● GIVEN INSTRUCTION
In the items below, substitute "Located at" for every occurrence of "Marked at" and leave all other text unchanged.

---------- PROVIDED RECORDS

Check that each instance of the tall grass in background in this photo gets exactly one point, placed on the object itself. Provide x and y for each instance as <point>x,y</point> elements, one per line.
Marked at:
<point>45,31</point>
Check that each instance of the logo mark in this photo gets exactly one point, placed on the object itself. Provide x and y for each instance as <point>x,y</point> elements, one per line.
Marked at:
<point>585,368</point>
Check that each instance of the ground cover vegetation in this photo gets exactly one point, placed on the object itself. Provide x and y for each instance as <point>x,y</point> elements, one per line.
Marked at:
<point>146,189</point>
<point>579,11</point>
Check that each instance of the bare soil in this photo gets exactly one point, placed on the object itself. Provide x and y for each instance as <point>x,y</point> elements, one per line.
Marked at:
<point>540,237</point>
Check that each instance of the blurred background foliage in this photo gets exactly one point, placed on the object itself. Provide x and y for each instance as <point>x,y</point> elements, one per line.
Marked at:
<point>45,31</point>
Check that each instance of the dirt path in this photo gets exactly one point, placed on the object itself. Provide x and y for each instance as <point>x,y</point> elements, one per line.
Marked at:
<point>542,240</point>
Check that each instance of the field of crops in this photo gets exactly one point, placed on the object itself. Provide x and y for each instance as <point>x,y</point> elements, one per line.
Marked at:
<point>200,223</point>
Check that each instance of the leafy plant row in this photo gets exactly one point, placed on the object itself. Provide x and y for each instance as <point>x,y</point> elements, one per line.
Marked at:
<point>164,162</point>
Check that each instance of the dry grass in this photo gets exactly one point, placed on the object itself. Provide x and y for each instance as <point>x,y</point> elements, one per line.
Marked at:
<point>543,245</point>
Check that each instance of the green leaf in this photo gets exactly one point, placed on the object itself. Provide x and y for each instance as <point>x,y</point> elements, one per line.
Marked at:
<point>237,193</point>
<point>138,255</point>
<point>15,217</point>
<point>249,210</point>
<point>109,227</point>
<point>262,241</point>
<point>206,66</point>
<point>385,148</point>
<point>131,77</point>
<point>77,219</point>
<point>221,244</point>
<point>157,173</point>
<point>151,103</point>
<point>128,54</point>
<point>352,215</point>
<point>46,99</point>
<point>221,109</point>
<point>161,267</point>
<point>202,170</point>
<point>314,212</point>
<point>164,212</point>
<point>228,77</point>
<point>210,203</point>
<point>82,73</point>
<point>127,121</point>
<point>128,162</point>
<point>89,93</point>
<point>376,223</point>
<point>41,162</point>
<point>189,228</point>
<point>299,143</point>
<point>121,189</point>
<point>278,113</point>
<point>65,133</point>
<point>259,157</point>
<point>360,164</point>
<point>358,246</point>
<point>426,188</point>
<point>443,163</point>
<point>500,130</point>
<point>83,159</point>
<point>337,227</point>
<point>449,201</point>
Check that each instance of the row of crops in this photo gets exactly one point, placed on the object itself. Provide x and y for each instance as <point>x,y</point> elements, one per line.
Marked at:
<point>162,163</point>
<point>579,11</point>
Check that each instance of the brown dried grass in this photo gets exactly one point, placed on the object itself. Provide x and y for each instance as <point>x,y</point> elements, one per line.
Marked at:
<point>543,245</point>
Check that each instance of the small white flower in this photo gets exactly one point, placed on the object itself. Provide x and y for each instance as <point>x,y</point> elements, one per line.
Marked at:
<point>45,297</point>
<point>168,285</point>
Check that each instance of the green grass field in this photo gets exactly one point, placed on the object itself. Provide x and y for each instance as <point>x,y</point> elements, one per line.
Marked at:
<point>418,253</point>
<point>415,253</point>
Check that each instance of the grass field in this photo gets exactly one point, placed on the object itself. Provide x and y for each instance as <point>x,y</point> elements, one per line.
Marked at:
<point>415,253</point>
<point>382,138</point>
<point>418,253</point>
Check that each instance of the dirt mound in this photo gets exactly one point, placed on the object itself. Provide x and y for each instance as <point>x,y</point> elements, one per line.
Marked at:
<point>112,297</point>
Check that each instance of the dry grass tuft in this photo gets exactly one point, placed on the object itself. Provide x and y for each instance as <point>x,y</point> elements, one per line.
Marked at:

--------------------

● SOLVED EXERCISE
Check that each instance of the tall grass in background in this photo gets exactly one point, placed on the object itself. Provide x and y for each instance as <point>x,y</point> elements, one per line.
Located at:
<point>45,31</point>
Check that each instance of the logo mark in this photo gets exactly one point, placed on the object itself. Provide x and y for each instance as <point>x,y</point> elements, one per line.
Located at:
<point>585,368</point>
Check that each instance of the ground cover vegetation in this photo gets exactly one point, placed on the object itself. Provide x and y for each instance as <point>x,y</point> elements, one per line.
Located at:
<point>146,189</point>
<point>579,11</point>
Check that each instance of the bare soil in this photo gets exactly one point, placed on the object itself. Provide x and y for each instance as <point>x,y</point> elements, one per line.
Located at:
<point>540,237</point>
Check that each instance of the blurred background foliage in this photo gets exactly one point, placed on the object itself. Provide x and y for each instance as <point>x,y</point> elements, one per line.
Located at:
<point>45,31</point>
Check that each instance of the dirt path in this photo gets exactly one point, placed on the object itself. Provide x and y for each instance as <point>x,y</point> elements, one per line.
Located at:
<point>542,240</point>
Check that each instance of the field of crops in this photo gets exactly one point, placed on the object itself. Provide x and y for each instance as <point>x,y</point> elements, one per line.
Located at:
<point>200,223</point>
Check that each instance of the leafy plant row in this photo gets exactly one point, placed on the object itself. Provide x and y for each instance as <point>x,y</point> elements, one per line.
Located at:
<point>164,162</point>
Check that each instance of the dry grass in this photo gets exactly one point, placed on the object itself. Provide x and y for each instance as <point>x,y</point> elements, one per line.
Located at:
<point>543,245</point>
Check that each instance of the green leaf in this photo gets exactly one point, placed on the object itself. Provide x and y for each instance as <point>x,y</point> elements, one per line.
Located at:
<point>237,193</point>
<point>138,255</point>
<point>15,217</point>
<point>249,210</point>
<point>109,227</point>
<point>262,241</point>
<point>206,66</point>
<point>385,148</point>
<point>131,77</point>
<point>77,219</point>
<point>221,244</point>
<point>157,173</point>
<point>151,103</point>
<point>128,54</point>
<point>352,215</point>
<point>46,99</point>
<point>221,109</point>
<point>161,267</point>
<point>202,170</point>
<point>314,212</point>
<point>164,212</point>
<point>228,77</point>
<point>210,203</point>
<point>82,73</point>
<point>127,121</point>
<point>128,162</point>
<point>89,93</point>
<point>376,223</point>
<point>41,162</point>
<point>189,228</point>
<point>299,143</point>
<point>121,189</point>
<point>278,113</point>
<point>65,133</point>
<point>259,157</point>
<point>360,164</point>
<point>358,246</point>
<point>426,188</point>
<point>443,163</point>
<point>500,130</point>
<point>83,159</point>
<point>337,227</point>
<point>449,201</point>
Check that each instance of the row of crops in this photo gets exactly one point, placed on the object itself. Provide x and y for each instance as <point>x,y</point> elements, one per line.
Located at:
<point>162,163</point>
<point>579,11</point>
Check that each instance of the brown dried grass in this photo gets exactly one point, placed on the object itself. Provide x and y for each instance as <point>x,y</point> elements, one per line.
Located at:
<point>543,245</point>
Check that each instance of the small white flower in this photo gets exactly one point, placed on the object itself. Provide x and y for each instance as <point>x,y</point> elements, one per line.
Located at:
<point>45,297</point>
<point>168,285</point>
Check that each instance of the green grass field in this photo gets exactly one point, placed on the object itself. Provide x and y for each instance as <point>x,y</point> elements, one per line.
Located at:
<point>418,253</point>
<point>415,253</point>
Check that each instance of the grass field in this photo gets exactly one point, placed on the object itself. Provide x and y for each instance as <point>x,y</point> elements, one per line.
Located at:
<point>415,253</point>
<point>382,138</point>
<point>418,253</point>
Check that each instance of the dirt mound in this photo gets exactly one point, placed on the object itself. Provide x and y for each instance as <point>x,y</point> elements, one per line.
Located at:
<point>112,297</point>
Check that each instance of the dry grass tuft in this photo gets exactly one point, placed on the object itself. Provide x and y for each instance as <point>x,y</point> elements, one per line.
Located at:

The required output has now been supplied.